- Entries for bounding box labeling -
·····
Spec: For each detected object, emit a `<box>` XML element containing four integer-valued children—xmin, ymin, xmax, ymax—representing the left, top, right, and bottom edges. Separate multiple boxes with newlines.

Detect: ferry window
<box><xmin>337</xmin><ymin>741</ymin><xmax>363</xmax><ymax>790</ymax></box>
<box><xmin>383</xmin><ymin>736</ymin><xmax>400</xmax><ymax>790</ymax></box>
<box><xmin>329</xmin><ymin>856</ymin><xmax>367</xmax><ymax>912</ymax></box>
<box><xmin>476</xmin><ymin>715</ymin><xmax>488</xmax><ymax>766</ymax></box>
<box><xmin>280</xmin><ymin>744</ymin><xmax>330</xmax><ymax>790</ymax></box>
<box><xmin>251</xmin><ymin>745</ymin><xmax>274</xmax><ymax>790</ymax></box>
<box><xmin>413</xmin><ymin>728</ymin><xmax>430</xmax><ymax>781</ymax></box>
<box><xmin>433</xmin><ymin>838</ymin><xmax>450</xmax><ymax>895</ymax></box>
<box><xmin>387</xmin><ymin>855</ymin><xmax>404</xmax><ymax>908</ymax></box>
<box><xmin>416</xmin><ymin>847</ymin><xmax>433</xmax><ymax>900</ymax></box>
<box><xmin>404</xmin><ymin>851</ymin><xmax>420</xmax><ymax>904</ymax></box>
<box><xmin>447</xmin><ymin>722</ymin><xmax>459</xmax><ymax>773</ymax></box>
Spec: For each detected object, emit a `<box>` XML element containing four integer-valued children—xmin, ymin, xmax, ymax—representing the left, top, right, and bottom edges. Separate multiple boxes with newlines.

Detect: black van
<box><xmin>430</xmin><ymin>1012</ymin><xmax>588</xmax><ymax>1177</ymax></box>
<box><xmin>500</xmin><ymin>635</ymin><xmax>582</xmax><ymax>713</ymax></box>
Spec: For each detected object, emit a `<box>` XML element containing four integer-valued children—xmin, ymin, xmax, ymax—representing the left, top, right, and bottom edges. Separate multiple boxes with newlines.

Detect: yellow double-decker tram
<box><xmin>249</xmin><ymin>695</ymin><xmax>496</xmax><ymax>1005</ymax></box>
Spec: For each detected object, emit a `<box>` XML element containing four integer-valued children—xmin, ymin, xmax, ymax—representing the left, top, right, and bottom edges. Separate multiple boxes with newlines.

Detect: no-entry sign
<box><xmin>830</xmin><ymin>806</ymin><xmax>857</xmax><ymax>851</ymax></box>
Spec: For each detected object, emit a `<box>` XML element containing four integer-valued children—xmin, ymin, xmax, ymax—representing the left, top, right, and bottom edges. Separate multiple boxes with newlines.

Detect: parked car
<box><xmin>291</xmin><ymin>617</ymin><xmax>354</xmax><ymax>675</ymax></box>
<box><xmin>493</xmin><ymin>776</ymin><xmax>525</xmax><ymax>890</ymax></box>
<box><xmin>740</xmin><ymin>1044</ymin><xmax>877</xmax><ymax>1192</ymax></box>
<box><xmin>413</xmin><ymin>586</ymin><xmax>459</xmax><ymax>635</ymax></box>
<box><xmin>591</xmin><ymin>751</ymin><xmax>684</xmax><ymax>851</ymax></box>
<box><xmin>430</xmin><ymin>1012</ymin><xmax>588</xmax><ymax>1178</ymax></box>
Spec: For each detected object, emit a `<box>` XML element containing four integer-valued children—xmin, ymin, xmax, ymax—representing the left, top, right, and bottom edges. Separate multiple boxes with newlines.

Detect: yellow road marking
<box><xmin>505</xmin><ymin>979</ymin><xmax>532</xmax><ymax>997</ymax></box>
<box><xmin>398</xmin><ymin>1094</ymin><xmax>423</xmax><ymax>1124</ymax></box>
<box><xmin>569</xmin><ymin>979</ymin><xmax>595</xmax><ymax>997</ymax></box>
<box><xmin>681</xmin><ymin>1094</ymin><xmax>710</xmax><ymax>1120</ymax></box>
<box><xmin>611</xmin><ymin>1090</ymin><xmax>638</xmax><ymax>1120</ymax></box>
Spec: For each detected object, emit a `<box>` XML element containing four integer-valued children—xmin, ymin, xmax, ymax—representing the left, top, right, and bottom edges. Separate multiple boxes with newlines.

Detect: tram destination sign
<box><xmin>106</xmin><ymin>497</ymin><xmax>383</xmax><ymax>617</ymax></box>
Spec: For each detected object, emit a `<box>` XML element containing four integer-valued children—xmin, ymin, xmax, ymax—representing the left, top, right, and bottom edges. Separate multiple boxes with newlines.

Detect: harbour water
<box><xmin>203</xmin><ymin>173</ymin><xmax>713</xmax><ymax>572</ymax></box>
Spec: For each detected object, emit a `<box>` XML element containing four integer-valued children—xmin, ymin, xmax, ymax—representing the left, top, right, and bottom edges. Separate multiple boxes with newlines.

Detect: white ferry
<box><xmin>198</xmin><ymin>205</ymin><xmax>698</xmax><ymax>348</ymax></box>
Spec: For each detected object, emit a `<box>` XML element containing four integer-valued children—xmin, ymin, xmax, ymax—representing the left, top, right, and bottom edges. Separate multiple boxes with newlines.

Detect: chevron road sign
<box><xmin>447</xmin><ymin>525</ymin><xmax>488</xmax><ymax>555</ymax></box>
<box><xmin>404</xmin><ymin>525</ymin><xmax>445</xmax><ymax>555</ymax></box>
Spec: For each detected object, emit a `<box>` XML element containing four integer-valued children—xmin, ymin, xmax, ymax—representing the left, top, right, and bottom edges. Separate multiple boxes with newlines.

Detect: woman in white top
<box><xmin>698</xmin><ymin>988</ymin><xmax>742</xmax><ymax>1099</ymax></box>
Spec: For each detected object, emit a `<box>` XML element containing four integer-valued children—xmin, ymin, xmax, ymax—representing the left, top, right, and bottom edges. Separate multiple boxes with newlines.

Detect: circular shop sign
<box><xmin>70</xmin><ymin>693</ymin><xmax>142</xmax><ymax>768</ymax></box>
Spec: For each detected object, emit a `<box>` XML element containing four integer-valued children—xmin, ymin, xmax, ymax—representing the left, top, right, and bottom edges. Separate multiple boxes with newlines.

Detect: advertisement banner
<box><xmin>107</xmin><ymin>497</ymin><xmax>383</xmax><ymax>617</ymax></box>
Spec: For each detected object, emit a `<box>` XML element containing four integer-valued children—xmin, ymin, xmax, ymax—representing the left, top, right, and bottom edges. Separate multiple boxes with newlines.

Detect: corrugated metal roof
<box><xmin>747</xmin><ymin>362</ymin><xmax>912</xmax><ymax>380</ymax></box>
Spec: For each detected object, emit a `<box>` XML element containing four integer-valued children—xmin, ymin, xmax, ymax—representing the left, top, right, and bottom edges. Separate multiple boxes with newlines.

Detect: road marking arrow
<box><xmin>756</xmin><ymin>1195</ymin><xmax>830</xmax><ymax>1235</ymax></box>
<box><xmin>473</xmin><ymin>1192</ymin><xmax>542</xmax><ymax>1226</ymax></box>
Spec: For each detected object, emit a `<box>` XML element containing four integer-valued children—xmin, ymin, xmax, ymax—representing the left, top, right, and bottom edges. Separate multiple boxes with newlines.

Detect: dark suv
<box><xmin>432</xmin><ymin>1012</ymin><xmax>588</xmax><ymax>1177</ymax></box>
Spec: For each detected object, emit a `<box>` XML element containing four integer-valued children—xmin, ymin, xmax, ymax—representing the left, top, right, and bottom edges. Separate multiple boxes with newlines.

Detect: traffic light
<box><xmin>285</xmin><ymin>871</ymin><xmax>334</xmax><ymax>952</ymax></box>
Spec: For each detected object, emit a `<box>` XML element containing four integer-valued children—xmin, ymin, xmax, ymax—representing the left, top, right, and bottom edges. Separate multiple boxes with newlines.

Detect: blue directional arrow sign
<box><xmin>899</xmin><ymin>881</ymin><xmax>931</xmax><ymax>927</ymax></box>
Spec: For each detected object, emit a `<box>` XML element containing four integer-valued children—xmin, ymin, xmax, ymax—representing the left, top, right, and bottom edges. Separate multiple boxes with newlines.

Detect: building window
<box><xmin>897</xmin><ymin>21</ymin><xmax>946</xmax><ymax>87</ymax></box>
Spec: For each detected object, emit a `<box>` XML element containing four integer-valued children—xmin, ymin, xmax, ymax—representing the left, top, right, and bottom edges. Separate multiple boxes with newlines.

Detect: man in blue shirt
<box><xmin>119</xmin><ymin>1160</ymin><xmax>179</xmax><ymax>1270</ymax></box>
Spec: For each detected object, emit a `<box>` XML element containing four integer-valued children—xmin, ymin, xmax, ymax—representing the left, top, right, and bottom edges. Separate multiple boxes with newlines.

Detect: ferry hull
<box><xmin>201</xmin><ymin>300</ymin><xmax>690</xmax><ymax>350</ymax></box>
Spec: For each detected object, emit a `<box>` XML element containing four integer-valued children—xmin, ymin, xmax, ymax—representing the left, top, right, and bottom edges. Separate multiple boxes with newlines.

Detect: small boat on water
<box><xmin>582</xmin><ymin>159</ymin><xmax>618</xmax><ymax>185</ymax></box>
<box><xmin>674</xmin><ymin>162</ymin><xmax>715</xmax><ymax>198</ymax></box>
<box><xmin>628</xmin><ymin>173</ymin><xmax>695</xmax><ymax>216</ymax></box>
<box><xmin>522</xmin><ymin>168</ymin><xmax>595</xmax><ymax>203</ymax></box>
·····
- WORK TO DO -
List every line in the rows above that contains the string "blue", copying each line in full. Matches must have the same uppercase and lowercase letters.

- ANSWER FOR THIS EXERCISE -
Detect: blue directional arrow sign
Detect: man in blue shirt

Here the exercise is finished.